EXERCISE REQUIREMENTS: Below are records to repeat exactly. Omit the pictures from the copy.

MATERIAL FOR THIS TASK:

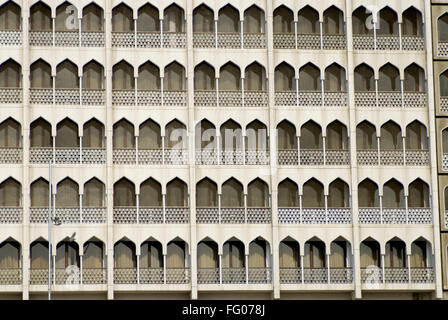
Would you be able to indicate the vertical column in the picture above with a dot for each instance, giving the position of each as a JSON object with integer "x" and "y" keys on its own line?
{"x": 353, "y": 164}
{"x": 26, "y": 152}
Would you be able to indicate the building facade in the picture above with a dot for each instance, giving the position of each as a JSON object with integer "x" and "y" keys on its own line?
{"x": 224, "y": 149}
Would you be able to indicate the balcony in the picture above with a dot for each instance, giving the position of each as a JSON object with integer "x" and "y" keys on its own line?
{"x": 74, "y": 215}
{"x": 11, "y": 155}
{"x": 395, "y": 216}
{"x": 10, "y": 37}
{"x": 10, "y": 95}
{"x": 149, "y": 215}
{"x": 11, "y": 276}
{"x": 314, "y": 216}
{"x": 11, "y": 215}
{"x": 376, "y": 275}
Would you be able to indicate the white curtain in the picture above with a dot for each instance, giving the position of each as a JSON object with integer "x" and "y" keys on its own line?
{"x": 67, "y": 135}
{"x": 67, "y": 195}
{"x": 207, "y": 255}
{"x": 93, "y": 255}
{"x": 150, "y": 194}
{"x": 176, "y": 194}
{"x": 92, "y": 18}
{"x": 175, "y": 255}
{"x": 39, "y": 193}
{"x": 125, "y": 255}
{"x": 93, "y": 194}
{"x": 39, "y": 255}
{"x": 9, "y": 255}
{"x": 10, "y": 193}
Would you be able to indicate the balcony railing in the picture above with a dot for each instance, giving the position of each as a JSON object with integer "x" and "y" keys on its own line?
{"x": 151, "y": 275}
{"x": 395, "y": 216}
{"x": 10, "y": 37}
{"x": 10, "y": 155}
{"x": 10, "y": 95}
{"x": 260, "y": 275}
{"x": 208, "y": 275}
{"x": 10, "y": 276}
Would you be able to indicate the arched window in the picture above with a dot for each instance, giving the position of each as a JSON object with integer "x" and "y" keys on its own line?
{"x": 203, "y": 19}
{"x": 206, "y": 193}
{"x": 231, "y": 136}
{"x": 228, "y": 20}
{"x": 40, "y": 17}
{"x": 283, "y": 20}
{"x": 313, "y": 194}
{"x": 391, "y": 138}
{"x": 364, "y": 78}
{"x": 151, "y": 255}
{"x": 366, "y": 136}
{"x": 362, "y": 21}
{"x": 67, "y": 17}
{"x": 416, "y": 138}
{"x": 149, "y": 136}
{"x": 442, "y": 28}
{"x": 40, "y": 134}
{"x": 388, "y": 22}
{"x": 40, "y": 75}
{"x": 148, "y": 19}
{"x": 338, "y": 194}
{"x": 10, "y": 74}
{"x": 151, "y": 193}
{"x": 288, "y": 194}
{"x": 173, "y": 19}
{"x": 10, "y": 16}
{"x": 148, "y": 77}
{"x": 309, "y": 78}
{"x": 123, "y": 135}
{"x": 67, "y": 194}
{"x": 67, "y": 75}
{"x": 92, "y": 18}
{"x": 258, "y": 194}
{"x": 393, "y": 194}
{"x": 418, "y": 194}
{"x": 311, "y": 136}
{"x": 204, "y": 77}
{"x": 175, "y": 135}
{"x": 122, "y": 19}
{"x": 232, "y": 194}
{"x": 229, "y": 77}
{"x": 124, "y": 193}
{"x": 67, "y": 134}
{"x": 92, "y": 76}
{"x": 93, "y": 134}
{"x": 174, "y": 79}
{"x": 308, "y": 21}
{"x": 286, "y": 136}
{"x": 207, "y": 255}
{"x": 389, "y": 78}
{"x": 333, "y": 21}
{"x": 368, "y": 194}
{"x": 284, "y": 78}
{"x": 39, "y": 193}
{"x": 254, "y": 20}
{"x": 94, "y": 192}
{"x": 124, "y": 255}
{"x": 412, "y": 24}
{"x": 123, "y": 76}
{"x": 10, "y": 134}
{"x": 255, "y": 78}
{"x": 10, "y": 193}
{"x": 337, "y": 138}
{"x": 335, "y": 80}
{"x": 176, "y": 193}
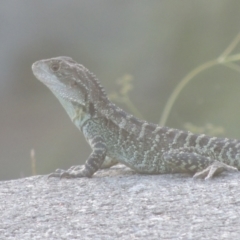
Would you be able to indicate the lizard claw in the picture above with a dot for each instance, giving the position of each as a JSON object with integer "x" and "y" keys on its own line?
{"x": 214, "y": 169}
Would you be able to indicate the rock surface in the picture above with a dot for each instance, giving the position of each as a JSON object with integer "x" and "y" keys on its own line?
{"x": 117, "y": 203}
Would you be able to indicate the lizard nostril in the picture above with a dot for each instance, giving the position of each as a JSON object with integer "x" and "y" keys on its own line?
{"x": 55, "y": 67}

COMPLETE OUTPUT:
Would you be able to indicate the vertical column in the picture above with a dot for each instance, giving the position of each as a JSON object with integer "x" and "y" keys on its own line?
{"x": 353, "y": 164}
{"x": 26, "y": 152}
Would you be able to indicate the building facade in the picture above with a dot for each instance, giving the position of each as a JSON object with integer "x" and "y" keys on its own line?
{"x": 224, "y": 149}
Would you be able to indicate the balcony in the picture above with a dot for each instance, giving the position of each as a JSON object with integer "x" and "y" keys on its own line?
{"x": 74, "y": 215}
{"x": 11, "y": 155}
{"x": 395, "y": 216}
{"x": 10, "y": 37}
{"x": 10, "y": 95}
{"x": 149, "y": 215}
{"x": 11, "y": 276}
{"x": 314, "y": 216}
{"x": 11, "y": 215}
{"x": 376, "y": 275}
Would you be able to indicate the white curtain in the picture above with a dot for each instance, giving the position of each as a JSON object with integer "x" and "y" keys on its own line?
{"x": 67, "y": 135}
{"x": 67, "y": 195}
{"x": 207, "y": 255}
{"x": 93, "y": 255}
{"x": 150, "y": 194}
{"x": 176, "y": 194}
{"x": 92, "y": 18}
{"x": 175, "y": 255}
{"x": 39, "y": 193}
{"x": 125, "y": 255}
{"x": 93, "y": 194}
{"x": 39, "y": 255}
{"x": 9, "y": 255}
{"x": 10, "y": 193}
Would you be able to indicate the balcony railing in the picture above with a dot for each instance, giving the position of each as a JSON object with integer "x" and "y" keys on its own line?
{"x": 151, "y": 275}
{"x": 395, "y": 216}
{"x": 10, "y": 37}
{"x": 10, "y": 155}
{"x": 10, "y": 95}
{"x": 260, "y": 275}
{"x": 208, "y": 275}
{"x": 10, "y": 276}
Would you be able to indicate the arched window in the picture above with a dot for each instance, giving the position of each as a JSON object with integer "x" and "y" keys on its own line?
{"x": 203, "y": 19}
{"x": 206, "y": 193}
{"x": 231, "y": 136}
{"x": 228, "y": 20}
{"x": 40, "y": 17}
{"x": 283, "y": 20}
{"x": 313, "y": 194}
{"x": 391, "y": 138}
{"x": 364, "y": 78}
{"x": 151, "y": 255}
{"x": 366, "y": 136}
{"x": 362, "y": 21}
{"x": 67, "y": 17}
{"x": 416, "y": 138}
{"x": 149, "y": 136}
{"x": 442, "y": 28}
{"x": 40, "y": 134}
{"x": 388, "y": 22}
{"x": 40, "y": 75}
{"x": 148, "y": 19}
{"x": 338, "y": 194}
{"x": 10, "y": 74}
{"x": 151, "y": 193}
{"x": 288, "y": 194}
{"x": 173, "y": 19}
{"x": 10, "y": 16}
{"x": 148, "y": 77}
{"x": 309, "y": 78}
{"x": 123, "y": 135}
{"x": 67, "y": 194}
{"x": 67, "y": 75}
{"x": 92, "y": 18}
{"x": 258, "y": 194}
{"x": 393, "y": 194}
{"x": 418, "y": 194}
{"x": 311, "y": 136}
{"x": 204, "y": 77}
{"x": 175, "y": 135}
{"x": 122, "y": 19}
{"x": 232, "y": 194}
{"x": 229, "y": 77}
{"x": 124, "y": 193}
{"x": 67, "y": 134}
{"x": 92, "y": 76}
{"x": 93, "y": 134}
{"x": 174, "y": 79}
{"x": 308, "y": 21}
{"x": 286, "y": 136}
{"x": 207, "y": 255}
{"x": 389, "y": 78}
{"x": 333, "y": 21}
{"x": 368, "y": 194}
{"x": 284, "y": 78}
{"x": 39, "y": 193}
{"x": 254, "y": 20}
{"x": 94, "y": 192}
{"x": 124, "y": 255}
{"x": 412, "y": 24}
{"x": 123, "y": 76}
{"x": 10, "y": 134}
{"x": 255, "y": 78}
{"x": 10, "y": 193}
{"x": 337, "y": 138}
{"x": 335, "y": 80}
{"x": 176, "y": 193}
Would you be able to indicate the lizard claw in the picture above with a dot for each instance, giving the position of each as a JSON object with integer "x" and "y" keys on its own line?
{"x": 214, "y": 169}
Would you be able to indicate the rock surface in the picture above with a dot for each instance, giving the position of each as a JSON object with integer "x" and "y" keys on its own line?
{"x": 117, "y": 203}
Would you be able to indicate the lizard nostril in the picture above with a dot for each instance, giving the position of each as a JSON object with integer "x" and "y" keys on its own line?
{"x": 55, "y": 67}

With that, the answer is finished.